Records from a data collection
================

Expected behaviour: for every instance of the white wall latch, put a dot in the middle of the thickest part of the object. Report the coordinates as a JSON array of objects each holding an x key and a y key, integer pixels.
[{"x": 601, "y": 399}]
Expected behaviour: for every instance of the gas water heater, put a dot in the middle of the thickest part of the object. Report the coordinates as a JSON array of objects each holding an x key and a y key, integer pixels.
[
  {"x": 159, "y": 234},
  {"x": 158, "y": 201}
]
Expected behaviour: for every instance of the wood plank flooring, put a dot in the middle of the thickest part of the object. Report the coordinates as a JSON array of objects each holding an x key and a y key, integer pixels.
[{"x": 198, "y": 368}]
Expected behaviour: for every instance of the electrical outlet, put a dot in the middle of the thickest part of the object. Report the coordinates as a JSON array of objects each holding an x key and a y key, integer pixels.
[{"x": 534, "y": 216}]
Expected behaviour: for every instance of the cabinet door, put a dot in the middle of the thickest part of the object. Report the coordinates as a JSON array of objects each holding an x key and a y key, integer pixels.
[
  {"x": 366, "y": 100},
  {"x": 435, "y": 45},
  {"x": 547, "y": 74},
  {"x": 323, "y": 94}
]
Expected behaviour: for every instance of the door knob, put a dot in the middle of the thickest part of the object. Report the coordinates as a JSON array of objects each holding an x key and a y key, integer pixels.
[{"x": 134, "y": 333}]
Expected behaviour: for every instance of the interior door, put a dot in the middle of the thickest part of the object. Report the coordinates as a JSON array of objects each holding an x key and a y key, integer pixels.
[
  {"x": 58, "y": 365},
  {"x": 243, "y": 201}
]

================

* [TASK STATEMENT] Nothing should be left out: return all of the records exactly.

* [EXERCISE RESULT]
Expected behaviour: for every instance of the white wall latch, put a dot in the middle of the thickest part of the object. Report the coordinates as a JSON array of objects each holding an x key and a y key, integer pixels.
[{"x": 601, "y": 399}]
Expected behaviour: for every instance of the gas water heater, put a dot in the middle of the thickest part of the object. Report the coordinates as a JSON array of objects each holding an x key and a y key, integer pixels.
[
  {"x": 159, "y": 234},
  {"x": 158, "y": 201}
]
Expected behaviour: for every instance of the wood plank flooring, put a dot in the middle of the thickest part of the object. Report the coordinates as a JSON array of objects each holding an x key and a y key, integer pixels.
[{"x": 198, "y": 368}]
Expected behaviour: for every instance of the electrical outlet, put a dot in the middle of the thickest part of the object. Report the coordinates as a JSON array of objects each holding an x key and a y key, integer pixels.
[{"x": 534, "y": 216}]
Expected behaviour: for every instance of the cabinet door, put a dot in the middle of the thickest part of the object. Report the coordinates as a JSON array of objects each holding an x key and a y key, integer pixels.
[
  {"x": 366, "y": 100},
  {"x": 435, "y": 45},
  {"x": 547, "y": 74},
  {"x": 323, "y": 94}
]
Expected behaviour: for every instance of the door knob, put a dot in the middle of the thickest part of the object. Report the coordinates as a JSON array of objects each holding an x key and a y key, integer pixels.
[{"x": 134, "y": 333}]
Expected behaviour: for every instance of the interior door, put a dot in the middle of the thickest part of the object. Report the coordinates as a JSON array of objects each holding an x key and a y key, integer pixels.
[
  {"x": 58, "y": 365},
  {"x": 243, "y": 201}
]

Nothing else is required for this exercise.